## START EXTRACTED RECORDS
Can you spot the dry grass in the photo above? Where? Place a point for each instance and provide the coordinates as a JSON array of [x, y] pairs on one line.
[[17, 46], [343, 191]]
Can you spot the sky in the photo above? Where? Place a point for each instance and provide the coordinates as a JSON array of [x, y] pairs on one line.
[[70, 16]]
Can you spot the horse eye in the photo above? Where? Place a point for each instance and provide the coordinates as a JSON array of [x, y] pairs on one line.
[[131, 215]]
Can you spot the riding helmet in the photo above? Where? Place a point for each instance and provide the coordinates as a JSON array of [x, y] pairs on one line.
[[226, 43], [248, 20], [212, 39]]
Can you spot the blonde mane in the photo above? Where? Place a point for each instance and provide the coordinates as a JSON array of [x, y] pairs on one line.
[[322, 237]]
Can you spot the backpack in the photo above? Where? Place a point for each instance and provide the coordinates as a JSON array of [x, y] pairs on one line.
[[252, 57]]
## END EXTRACTED RECORDS
_TO DO_
Reproduce every item above word for word, keeping each one on its own line.

_THE REPLY_
Can you spot the dry grass in the photo above? Where? Place a point for each instance and provide the coordinates as a JSON array of [x, y] pairs on one line.
[[17, 46], [343, 191]]
Can you spot the sky in the photo above? Where? Place a point for each instance and provide the coordinates as a JSON array of [x, y] pairs on one line.
[[70, 16]]
Can you spot the horse eye in the photo above? Where? Place a point for each instance and provide the coordinates as a JSON array of [x, y] pairs on one line.
[[131, 215]]
Can you spot the riding helmet in the photo above? Where? Place a point for each instance and provide the coordinates as a JSON array of [x, y] pairs on one line.
[[226, 43], [248, 20], [212, 39]]
Can you spot the blonde mane in the photo above? Where? Place a point for each instance and provide the coordinates as a JSON array of [x, y] pairs on one line.
[[322, 237]]
Can you spot the backpack in the photo above? Where? Place a point for each instance and provide the coordinates as a JSON array of [x, y] pairs on one line.
[[252, 57]]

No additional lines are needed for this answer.